Work to complete: The range starts at the line containing "Find the cloudy" and ends at the last line of the records below. Reproduce those lines exactly.

____

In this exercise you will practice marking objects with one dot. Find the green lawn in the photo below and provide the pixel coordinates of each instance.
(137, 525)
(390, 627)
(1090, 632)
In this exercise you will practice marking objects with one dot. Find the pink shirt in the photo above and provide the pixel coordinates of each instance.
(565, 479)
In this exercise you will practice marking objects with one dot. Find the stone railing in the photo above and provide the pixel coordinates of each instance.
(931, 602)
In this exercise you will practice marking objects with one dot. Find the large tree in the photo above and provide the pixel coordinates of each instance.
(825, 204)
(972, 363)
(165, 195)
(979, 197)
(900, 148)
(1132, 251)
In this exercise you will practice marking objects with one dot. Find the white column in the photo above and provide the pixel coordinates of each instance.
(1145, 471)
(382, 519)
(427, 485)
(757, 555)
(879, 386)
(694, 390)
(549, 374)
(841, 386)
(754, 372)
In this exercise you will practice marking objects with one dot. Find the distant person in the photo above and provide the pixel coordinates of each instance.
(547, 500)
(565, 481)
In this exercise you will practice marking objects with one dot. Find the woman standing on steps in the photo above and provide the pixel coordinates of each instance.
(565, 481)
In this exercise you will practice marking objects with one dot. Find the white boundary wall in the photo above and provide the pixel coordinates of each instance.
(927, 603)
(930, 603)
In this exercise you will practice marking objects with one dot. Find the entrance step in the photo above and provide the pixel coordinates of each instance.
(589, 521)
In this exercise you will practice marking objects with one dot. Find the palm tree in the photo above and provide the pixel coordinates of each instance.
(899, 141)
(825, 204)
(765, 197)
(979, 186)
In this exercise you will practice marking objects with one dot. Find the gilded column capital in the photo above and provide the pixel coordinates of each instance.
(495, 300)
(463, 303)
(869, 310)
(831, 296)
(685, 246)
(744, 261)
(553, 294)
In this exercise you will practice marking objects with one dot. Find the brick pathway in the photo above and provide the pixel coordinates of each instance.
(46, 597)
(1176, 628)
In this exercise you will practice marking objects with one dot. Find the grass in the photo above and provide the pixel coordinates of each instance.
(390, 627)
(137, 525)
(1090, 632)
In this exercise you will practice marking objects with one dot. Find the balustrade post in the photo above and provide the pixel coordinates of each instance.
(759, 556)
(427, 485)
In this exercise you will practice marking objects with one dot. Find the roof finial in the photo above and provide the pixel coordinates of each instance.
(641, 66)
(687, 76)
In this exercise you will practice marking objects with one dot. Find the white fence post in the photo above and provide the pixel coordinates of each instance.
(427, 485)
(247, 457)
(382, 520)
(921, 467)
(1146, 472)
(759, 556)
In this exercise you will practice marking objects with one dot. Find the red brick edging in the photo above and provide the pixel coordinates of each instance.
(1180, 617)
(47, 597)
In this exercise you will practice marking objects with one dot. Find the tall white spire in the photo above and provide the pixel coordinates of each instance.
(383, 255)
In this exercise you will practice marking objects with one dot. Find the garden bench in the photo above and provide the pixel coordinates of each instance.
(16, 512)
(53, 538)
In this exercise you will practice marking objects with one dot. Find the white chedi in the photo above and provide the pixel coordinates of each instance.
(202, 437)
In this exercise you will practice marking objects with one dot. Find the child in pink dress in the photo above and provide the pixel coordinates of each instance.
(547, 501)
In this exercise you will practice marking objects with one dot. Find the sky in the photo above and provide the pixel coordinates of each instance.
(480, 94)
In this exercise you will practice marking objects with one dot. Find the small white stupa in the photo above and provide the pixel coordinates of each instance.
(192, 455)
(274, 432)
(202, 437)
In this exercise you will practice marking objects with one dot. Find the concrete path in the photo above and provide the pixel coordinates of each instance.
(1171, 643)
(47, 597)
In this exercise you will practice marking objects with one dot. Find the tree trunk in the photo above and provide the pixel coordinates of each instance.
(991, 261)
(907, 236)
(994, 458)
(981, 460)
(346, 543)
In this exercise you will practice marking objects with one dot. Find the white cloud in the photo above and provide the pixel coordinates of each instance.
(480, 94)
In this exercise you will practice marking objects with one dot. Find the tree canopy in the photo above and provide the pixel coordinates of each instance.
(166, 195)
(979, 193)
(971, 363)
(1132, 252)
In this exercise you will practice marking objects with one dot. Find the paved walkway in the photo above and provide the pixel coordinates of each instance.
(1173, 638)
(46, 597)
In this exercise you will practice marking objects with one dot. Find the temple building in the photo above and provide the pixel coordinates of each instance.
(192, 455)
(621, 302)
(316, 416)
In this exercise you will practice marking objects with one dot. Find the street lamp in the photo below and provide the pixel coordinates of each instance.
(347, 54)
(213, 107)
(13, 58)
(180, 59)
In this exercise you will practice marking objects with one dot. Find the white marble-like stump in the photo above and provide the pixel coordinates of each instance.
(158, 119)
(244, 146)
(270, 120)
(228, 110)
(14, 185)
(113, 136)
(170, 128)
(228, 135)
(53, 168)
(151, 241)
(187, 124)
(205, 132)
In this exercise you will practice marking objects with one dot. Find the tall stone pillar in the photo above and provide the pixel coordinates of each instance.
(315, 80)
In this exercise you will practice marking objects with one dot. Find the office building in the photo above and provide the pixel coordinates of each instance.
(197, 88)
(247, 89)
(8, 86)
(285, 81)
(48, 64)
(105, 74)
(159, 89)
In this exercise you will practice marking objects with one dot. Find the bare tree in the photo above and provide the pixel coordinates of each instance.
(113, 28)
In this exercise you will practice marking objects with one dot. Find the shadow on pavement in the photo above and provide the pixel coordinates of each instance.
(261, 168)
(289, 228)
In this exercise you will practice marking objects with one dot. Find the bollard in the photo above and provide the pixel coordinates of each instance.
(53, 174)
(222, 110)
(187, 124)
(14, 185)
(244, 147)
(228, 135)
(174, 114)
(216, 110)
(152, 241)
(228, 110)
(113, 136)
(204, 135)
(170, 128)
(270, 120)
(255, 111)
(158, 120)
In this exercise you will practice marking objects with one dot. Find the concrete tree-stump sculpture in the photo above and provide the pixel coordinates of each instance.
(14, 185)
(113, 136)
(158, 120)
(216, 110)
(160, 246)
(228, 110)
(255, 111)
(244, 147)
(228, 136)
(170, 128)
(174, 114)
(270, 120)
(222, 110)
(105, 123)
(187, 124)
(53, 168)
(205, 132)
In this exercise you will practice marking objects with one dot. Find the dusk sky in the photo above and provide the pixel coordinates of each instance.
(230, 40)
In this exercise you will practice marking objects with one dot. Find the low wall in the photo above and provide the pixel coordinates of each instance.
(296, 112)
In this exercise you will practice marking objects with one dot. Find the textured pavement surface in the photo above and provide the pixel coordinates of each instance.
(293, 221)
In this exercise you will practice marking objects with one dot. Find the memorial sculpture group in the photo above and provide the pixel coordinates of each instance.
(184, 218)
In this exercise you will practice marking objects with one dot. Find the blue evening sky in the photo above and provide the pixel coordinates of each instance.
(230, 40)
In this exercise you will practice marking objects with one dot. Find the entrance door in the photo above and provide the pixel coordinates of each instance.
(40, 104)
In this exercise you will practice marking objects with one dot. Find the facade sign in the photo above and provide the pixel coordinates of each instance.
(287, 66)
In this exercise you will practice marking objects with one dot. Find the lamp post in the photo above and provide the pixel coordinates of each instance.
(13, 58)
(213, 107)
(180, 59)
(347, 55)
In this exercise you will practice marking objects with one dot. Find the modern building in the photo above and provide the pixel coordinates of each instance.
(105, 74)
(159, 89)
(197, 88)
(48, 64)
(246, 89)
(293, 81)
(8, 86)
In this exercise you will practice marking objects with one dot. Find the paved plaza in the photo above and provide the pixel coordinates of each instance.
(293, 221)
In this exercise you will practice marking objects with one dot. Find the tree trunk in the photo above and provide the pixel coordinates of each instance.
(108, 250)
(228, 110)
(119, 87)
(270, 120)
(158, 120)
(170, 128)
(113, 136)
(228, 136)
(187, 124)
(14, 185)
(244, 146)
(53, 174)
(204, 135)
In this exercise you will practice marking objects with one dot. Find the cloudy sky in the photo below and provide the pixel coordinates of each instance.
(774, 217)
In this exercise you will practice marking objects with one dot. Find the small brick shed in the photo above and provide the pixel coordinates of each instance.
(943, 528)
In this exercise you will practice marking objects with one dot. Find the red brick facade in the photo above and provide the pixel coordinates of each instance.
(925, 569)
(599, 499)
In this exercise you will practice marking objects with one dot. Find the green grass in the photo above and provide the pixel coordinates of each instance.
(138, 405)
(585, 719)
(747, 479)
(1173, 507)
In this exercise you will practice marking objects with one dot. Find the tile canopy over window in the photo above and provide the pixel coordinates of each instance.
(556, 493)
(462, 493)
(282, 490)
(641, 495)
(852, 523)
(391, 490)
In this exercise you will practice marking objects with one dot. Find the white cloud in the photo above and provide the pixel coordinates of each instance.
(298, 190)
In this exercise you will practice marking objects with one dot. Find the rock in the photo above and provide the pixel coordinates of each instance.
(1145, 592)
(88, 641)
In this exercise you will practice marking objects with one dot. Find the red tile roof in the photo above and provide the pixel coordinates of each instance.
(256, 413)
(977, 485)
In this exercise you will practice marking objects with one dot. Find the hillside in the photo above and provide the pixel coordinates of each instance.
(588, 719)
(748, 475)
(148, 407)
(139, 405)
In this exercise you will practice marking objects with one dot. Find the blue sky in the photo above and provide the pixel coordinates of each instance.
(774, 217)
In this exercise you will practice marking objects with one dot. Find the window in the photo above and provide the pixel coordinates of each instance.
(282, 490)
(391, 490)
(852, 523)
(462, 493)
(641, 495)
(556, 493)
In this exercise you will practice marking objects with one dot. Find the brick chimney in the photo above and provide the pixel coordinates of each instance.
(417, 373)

____

Worked solution:
In this exercise you will practice marking objects with one dot. Find the cloudy sky in the photo below and provide the pixel coordinates of each instance.
(774, 217)
In this exercise you will practice marking objects with one dot. Find the small brick shed in the photo above and provide the pixel coordinates of each instance.
(943, 528)
In this exercise you will practice marking objects with one dot. Find the red brick facade in the photo above and provide the pixel coordinates of each instance.
(925, 569)
(599, 499)
In this exercise you will practice marking objects with one dot. Find the green grass in the photo above and provide the pixel coordinates of each instance.
(138, 405)
(585, 719)
(747, 479)
(1173, 507)
In this exercise you will practice marking objects with one dot. Find the tile canopy over window in the photo above and provide the pixel coordinates of each instance.
(556, 493)
(462, 493)
(282, 490)
(641, 495)
(852, 523)
(391, 490)
In this exercise you will practice marking objects with one dot. Find the white cloud in the photo above and provide the pixel coordinates of each instance.
(298, 190)
In this exercise you will practice marking objects with one dot. Find the rock in the photo above and provide the pixel coordinates of each instance.
(1145, 592)
(88, 641)
In this exercise you will practice marking objects with one dot. Find the red tile roof in the photo above and provide the pixel coordinates of each instance.
(256, 413)
(977, 485)
In this exercise you will practice marking objects with one dot. Find the hillside in the photo above and provide the pixel coordinates of each instance.
(588, 719)
(748, 475)
(148, 407)
(139, 405)
In this exercise you will practice marking objects with one dot. Find the blue sky in the photo above and provide the pixel coordinates of each instance.
(774, 217)
In this exercise you will practice marking objects with one dot. Find the window in the photo above and provide the pixel coordinates of each instance.
(282, 490)
(391, 490)
(852, 523)
(462, 493)
(641, 495)
(556, 493)
In this exercise you will practice marking objects with one dot. Find the brick chimney in the photo above and provide the pixel coordinates of each instance.
(417, 373)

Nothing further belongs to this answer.